TEXT PASSAGE
⟨

Time To Do Some Plunkin’ In D.C.

Steve Murray
By .(JavaScript must be enabled to view this email address)
Wednesday - April 19, 2006
| Share Del.icio.us

No one expects the Washington Nationals to do much this year. Picked to finish fourth in a five-team division, they are a squad with some bite in Alfonso Soriano and Jose Guillen, and Livan Hernandez, but not much else to get anyone excited - certainly nothing to challenge the Braves or the Mets for the division title.

But, that’s not the problem with D.C.‘s newest team.

The problem is that they’re soft.

Two weeks ago the Nationals became a three-time victim of a Pedro Martinez rib buster - twice to Guillen alone. In fact, the Mets pitchers rang up six Nationals batters for free passes. For whatever reason, the umpires saw no need to take any one of those pitchers out of the game, but that’s their problem. The reaction to all that chin music was the Nationals’ problem.


Faced with a pitcher hellbent on plunking his hitters, Nationals manager Frank Robinson did nothing. Well, he did very little. Washington reliever Felix Rodriguez did hit Mets catcher Paul Lo Duca in retaliation, and both Robinson and Rodriguez were tossed.

⟩

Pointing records
⟨

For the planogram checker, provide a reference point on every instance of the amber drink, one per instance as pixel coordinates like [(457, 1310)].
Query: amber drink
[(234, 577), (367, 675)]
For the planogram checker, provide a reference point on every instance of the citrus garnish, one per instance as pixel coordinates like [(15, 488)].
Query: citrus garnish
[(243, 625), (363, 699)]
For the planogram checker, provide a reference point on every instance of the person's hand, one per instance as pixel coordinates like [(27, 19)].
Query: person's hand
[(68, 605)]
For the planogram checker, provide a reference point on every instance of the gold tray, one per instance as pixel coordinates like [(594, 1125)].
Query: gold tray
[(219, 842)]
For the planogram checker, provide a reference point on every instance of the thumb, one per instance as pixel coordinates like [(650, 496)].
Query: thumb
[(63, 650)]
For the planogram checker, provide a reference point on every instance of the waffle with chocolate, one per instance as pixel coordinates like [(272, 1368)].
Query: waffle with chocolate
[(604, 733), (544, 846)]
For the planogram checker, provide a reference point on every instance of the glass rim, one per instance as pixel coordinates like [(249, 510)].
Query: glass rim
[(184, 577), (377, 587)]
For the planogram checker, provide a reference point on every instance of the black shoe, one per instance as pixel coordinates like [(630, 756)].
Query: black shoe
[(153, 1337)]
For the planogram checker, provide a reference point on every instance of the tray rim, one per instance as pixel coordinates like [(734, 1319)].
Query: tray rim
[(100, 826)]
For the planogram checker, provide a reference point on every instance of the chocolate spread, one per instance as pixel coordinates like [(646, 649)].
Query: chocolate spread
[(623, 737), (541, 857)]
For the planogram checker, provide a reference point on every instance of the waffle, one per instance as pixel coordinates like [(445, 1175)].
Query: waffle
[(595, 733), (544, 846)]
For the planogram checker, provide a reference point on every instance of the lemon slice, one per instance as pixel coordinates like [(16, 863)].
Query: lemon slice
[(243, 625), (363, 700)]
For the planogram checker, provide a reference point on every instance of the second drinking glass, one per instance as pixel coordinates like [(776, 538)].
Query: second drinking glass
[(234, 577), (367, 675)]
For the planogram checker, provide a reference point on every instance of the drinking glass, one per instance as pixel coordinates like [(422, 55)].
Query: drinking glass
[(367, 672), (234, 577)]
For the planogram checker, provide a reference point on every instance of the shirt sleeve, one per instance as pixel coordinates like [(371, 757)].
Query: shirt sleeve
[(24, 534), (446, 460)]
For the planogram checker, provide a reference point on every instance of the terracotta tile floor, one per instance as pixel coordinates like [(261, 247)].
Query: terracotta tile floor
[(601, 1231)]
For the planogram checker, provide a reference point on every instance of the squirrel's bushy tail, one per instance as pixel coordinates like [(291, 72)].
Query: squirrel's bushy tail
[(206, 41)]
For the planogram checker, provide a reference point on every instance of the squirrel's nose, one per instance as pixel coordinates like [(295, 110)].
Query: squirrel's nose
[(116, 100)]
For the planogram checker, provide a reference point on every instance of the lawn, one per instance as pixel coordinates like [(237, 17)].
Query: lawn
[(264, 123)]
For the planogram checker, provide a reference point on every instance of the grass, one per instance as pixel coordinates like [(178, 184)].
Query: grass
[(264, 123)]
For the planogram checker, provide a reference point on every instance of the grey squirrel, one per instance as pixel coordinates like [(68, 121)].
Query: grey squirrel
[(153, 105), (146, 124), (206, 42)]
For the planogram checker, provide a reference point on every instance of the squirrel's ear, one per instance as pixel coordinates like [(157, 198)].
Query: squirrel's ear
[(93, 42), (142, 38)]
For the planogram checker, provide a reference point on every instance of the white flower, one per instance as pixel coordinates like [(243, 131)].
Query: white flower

⟩

DIRECTIVE 1
Update the part of the column on the Washington Nationals that opens with the words containing "Wednesday - April" and closes with "D.C.‘s newest team.", putting "third" in place of "fourth".
DIRECTIVE 2
Lay out the part of the entries that opens with the line containing "like [(371, 757)]." and closes with the line containing "[(116, 100)]" as a Markdown table, with columns "No." for the row number and "Line" for the line itself, omitting blank lines.
The text and the entries have no connection to each other.

FINAL ANSWER 1
Wednesday - April 19, 2006
| Share Del.icio.us

No one expects the Washington Nationals to do much this year. Picked to finish third in a five-team division, they are a squad with some bite in Alfonso Soriano and Jose Guillen, and Livan Hernandez, but not much else to get anyone excited - certainly nothing to challenge the Braves or the Mets for the division title.

But, that’s not the problem with D.C.‘s newest team.

FINAL ANSWER 2
| No. | Line |
|---|---|
| 1 | For the planogram checker, provide a reference point on every instance of the shirt sleeve, one per instance as pixel coordinates like [(371, 757)]. |
| 2 | Query: shirt sleeve |
| 3 | [(24, 534), (446, 460)] |
| 4 | For the planogram checker, provide a reference point on every instance of the terracotta tile floor, one per instance as pixel coordinates like [(261, 247)]. |
| 5 | Query: terracotta tile floor |
| 6 | [(601, 1231)] |
| 7 | For the planogram checker, provide a reference point on every instance of the squirrel's bushy tail, one per instance as pixel coordinates like [(291, 72)]. |
| 8 | Query: squirrel's bushy tail |
| 9 | [(206, 41)] |
| 10 | For the planogram checker, provide a reference point on every instance of the squirrel's nose, one per instance as pixel coordinates like [(295, 110)]. |
| 11 | Query: squirrel's nose |
| 12 | [(116, 100)] |